Listed entries:
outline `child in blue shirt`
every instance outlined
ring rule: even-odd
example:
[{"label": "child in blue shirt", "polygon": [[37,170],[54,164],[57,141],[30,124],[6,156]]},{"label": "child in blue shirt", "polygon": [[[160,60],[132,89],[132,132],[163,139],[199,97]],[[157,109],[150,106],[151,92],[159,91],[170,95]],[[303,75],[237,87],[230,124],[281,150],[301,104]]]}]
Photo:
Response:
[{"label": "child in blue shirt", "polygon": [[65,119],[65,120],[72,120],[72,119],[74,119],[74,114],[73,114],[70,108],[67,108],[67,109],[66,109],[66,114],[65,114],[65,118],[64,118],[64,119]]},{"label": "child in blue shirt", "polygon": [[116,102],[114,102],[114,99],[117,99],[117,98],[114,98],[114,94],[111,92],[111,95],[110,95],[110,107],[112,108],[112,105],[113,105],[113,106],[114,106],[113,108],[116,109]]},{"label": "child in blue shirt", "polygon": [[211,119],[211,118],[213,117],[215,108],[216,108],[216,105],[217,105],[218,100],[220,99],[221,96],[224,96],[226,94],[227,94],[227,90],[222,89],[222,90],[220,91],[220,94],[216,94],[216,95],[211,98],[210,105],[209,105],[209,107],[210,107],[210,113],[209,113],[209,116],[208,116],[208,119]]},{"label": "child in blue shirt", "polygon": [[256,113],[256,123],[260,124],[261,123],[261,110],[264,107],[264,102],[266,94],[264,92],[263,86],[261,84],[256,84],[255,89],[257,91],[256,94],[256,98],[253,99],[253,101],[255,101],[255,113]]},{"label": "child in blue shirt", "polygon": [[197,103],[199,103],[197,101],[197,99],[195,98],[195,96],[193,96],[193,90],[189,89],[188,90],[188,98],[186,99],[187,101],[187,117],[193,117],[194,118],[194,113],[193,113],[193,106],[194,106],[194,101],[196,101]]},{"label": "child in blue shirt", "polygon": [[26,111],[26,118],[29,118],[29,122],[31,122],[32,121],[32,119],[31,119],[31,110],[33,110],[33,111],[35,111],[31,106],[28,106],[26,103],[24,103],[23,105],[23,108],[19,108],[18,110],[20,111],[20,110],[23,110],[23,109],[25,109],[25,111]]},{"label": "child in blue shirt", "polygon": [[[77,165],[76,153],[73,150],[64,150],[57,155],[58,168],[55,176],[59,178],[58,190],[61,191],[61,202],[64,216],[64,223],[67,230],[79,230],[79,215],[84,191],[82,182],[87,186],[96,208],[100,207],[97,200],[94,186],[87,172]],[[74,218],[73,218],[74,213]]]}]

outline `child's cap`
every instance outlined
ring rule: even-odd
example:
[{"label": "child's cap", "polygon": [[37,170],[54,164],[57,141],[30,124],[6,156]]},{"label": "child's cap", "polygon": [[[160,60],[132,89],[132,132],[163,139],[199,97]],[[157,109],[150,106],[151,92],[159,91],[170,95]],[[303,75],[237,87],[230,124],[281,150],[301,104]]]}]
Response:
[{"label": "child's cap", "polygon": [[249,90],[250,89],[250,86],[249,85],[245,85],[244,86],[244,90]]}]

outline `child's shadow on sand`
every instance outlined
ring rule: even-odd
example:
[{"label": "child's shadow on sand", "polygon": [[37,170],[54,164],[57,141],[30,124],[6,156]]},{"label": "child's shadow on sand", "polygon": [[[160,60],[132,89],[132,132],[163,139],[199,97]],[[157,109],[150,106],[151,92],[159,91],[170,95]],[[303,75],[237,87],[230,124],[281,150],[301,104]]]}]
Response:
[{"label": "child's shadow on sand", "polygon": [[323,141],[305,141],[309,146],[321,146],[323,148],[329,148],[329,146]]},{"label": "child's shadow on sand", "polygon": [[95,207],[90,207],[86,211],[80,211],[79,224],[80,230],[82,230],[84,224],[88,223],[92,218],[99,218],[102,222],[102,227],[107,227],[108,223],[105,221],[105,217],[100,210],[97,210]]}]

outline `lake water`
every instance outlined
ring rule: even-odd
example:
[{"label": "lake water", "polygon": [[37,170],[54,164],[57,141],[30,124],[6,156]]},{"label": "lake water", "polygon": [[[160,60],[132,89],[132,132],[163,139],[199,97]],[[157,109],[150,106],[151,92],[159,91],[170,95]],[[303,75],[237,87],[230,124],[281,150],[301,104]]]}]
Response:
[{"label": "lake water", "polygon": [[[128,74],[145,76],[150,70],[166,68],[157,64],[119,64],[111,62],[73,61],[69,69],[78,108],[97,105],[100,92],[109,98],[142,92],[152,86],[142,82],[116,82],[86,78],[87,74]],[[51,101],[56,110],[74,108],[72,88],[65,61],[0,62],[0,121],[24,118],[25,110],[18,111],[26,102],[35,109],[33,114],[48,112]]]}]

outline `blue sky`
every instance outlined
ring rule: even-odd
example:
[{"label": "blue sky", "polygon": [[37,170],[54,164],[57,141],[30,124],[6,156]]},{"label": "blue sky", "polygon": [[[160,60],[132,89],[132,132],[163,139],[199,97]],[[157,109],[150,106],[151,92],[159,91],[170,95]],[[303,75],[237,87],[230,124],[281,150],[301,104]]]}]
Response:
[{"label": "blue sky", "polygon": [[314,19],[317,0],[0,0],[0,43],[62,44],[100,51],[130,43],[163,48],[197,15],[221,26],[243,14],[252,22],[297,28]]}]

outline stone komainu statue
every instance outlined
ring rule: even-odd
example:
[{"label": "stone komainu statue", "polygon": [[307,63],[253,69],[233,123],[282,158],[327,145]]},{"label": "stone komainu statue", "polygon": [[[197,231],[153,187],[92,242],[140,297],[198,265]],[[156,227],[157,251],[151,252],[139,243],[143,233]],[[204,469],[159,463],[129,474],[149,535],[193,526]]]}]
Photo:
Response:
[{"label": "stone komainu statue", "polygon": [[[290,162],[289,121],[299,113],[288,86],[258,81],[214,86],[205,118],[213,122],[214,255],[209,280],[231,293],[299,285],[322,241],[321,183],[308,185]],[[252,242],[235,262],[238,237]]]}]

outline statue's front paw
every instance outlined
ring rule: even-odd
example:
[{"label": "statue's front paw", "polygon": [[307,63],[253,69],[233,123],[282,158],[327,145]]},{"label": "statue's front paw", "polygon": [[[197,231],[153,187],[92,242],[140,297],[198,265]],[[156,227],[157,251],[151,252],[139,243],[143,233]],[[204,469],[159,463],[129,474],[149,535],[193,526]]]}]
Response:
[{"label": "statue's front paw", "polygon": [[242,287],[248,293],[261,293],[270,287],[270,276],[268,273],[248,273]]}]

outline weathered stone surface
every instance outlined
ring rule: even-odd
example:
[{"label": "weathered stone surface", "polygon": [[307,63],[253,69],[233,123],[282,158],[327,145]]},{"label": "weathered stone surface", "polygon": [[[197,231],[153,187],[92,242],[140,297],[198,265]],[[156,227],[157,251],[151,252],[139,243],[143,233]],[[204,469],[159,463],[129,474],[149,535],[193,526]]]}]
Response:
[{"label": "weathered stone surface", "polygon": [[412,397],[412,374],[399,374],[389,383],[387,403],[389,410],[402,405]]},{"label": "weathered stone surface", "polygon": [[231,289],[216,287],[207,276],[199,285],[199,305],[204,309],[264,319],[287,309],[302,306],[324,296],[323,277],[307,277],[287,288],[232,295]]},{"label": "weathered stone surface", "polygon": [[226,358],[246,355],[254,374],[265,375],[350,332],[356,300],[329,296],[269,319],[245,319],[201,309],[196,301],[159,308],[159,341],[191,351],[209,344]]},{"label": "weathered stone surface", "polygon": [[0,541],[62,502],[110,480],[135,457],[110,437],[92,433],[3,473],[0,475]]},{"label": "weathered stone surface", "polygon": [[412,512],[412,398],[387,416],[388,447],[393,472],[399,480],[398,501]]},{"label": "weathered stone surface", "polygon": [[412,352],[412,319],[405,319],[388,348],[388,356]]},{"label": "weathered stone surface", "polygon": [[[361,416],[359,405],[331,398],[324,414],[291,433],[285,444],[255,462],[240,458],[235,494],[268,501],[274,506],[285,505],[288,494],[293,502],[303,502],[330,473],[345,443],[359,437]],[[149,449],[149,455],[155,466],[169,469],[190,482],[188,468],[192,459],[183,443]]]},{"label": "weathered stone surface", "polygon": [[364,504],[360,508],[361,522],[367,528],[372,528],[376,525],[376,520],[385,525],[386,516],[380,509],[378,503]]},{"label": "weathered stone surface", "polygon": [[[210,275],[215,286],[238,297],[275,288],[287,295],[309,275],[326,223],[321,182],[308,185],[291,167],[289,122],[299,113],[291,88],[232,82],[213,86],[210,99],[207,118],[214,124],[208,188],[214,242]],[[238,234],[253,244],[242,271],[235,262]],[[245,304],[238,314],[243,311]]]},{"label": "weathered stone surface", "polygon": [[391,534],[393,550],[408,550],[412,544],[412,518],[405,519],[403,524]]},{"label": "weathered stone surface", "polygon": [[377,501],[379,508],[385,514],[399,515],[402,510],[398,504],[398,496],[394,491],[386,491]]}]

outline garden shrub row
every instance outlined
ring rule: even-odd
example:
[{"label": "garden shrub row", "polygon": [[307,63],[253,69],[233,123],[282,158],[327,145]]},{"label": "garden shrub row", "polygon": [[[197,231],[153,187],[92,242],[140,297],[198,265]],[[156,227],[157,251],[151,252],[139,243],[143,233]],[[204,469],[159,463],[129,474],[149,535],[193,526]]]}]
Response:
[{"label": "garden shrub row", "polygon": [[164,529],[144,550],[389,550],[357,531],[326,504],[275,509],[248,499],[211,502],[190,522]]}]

Challenge: Convert the stretch of data from the line containing "outline garden shrub row" through the end into a Markdown table with two columns, Row and Line, where Row counts each line in order. Skip blank lines, and include nothing outside that stretch.

Reply:
| Row | Line |
|---|---|
| 1 | outline garden shrub row |
| 2 | every instance outlined |
| 3 | ring rule: even-odd |
| 4 | example: |
| 5 | [{"label": "garden shrub row", "polygon": [[307,63],[253,69],[233,123],[282,158],[327,145]]},{"label": "garden shrub row", "polygon": [[[197,231],[153,187],[92,242],[140,297],[198,265]],[[156,227],[157,251],[151,252],[139,243],[143,233]],[[204,469],[159,463],[129,474],[149,535],[193,526]]]}] |
| 6 | Response: |
| 7 | [{"label": "garden shrub row", "polygon": [[164,529],[144,550],[389,550],[357,531],[326,504],[275,509],[248,499],[211,502],[190,522]]}] |